*** Opening Data for this task ***

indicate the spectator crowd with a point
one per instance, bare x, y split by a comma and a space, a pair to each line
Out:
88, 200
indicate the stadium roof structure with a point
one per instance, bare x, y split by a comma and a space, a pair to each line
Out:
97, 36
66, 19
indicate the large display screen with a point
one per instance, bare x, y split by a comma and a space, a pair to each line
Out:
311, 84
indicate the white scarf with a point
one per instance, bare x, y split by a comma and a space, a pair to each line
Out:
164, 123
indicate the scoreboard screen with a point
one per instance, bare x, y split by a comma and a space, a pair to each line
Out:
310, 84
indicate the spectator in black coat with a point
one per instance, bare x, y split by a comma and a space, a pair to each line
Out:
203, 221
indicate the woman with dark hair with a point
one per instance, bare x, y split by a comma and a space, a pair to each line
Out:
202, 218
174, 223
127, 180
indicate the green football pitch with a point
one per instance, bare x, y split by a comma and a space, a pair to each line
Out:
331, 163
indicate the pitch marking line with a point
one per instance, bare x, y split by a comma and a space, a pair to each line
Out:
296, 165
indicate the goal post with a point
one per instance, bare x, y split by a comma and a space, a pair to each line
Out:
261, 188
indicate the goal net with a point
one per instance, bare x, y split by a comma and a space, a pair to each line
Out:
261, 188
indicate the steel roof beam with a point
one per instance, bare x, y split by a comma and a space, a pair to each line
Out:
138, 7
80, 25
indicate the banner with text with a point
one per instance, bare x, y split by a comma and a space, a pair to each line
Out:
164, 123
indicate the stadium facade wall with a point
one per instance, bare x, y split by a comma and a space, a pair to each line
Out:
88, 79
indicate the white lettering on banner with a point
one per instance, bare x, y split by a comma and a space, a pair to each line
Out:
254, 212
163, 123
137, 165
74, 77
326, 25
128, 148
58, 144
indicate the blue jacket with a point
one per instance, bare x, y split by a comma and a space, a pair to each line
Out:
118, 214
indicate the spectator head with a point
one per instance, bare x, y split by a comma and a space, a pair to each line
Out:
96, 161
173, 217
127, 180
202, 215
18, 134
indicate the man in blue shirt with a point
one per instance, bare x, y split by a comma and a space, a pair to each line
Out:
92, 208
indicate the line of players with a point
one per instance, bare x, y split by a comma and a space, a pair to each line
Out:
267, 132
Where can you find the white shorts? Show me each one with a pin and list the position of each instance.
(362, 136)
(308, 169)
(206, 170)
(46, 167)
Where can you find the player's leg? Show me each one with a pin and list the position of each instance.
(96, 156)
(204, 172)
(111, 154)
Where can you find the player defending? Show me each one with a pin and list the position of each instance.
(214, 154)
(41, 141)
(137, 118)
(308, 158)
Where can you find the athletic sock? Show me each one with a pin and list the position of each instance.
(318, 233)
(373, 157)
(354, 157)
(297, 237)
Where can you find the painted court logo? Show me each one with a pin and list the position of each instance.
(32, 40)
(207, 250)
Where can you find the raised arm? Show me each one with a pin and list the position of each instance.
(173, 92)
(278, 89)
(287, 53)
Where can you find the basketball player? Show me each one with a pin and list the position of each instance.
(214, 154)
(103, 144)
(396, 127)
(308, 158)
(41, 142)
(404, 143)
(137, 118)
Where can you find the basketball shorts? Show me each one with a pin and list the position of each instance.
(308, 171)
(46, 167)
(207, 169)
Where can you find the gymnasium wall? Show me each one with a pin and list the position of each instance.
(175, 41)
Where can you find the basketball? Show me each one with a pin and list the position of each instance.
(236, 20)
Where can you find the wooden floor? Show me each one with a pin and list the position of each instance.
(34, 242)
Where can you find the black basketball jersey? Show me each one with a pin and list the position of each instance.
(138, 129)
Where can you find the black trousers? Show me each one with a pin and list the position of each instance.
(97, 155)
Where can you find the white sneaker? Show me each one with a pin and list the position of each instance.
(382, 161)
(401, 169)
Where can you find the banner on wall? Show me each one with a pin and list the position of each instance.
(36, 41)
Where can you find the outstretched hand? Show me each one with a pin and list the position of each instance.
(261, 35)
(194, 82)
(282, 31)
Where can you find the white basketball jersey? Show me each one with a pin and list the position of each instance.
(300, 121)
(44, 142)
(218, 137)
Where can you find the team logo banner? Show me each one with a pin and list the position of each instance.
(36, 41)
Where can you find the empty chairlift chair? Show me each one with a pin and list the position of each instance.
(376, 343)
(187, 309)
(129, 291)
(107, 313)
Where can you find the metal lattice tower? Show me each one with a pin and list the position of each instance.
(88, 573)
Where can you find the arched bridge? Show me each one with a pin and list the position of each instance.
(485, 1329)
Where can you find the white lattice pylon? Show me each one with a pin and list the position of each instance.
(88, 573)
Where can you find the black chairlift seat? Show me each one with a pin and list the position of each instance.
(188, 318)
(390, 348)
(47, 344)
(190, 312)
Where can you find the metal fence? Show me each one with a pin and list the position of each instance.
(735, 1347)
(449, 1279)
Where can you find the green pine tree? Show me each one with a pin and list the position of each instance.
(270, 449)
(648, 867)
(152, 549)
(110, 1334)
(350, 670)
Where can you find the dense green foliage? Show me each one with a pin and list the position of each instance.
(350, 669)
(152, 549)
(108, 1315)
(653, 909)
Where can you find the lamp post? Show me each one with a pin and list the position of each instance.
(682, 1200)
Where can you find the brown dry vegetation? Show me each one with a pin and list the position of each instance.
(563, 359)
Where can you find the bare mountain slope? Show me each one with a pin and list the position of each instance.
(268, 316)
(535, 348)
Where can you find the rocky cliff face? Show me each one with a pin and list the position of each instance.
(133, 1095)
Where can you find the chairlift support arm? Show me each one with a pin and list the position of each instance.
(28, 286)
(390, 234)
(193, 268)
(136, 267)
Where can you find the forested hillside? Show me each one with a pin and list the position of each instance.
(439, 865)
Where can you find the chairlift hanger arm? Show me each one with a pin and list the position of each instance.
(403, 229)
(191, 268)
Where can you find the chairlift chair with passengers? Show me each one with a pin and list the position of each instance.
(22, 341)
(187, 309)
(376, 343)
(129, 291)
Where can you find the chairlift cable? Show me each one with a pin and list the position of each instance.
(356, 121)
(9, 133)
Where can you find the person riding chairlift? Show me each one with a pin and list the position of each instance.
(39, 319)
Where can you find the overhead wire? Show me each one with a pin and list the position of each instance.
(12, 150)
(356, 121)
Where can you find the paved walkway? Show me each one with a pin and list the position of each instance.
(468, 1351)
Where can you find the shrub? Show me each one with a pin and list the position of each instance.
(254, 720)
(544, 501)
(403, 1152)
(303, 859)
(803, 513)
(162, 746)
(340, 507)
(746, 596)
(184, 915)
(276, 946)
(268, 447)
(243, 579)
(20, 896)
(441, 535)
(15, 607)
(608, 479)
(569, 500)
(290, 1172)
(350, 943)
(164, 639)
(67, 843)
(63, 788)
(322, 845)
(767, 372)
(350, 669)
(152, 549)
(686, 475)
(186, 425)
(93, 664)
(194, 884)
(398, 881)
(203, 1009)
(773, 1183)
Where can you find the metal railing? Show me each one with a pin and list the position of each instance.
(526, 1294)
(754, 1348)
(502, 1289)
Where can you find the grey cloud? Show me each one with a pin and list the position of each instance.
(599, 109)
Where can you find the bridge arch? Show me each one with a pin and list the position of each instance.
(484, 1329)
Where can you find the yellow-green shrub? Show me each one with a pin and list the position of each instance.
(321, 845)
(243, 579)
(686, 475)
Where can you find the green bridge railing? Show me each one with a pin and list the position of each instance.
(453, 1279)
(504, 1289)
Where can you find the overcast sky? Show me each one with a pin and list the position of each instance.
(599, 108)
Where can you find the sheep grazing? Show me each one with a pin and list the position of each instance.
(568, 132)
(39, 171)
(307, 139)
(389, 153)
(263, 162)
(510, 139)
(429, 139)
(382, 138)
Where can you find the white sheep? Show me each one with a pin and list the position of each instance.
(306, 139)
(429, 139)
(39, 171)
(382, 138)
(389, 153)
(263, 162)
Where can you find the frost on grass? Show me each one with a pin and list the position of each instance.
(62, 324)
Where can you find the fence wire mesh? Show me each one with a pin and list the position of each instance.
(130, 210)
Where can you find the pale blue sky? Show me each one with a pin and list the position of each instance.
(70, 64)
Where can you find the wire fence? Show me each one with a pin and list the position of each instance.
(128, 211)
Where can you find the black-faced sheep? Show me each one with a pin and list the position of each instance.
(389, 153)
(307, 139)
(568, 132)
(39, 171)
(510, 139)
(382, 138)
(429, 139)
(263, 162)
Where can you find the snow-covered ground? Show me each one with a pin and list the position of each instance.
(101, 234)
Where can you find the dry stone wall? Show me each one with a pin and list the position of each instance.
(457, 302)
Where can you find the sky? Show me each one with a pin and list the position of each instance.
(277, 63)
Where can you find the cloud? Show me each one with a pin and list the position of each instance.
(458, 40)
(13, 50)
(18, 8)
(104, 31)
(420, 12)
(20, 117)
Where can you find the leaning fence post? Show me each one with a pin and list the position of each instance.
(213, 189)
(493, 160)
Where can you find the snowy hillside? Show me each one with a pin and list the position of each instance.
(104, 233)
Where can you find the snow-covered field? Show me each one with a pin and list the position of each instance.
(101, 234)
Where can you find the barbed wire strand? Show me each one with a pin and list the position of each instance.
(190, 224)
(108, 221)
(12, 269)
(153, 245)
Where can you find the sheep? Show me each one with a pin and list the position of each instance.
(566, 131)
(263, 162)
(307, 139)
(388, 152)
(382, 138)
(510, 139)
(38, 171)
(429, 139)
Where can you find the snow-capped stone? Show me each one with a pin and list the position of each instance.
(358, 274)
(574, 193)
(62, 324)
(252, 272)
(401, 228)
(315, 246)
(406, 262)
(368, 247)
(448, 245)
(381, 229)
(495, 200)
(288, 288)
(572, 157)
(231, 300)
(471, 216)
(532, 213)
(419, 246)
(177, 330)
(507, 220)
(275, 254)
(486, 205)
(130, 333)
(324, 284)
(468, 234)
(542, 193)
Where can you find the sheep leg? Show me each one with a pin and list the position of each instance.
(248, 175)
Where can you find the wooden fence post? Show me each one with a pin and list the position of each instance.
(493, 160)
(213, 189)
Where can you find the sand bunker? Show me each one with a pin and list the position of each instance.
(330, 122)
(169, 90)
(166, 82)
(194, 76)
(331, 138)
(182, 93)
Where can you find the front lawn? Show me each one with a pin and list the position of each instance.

*** Closing Data for this task ***

About this task: Find each line in the records that contains the string "screen", then say how many there are and nothing else.

Expected answer: 2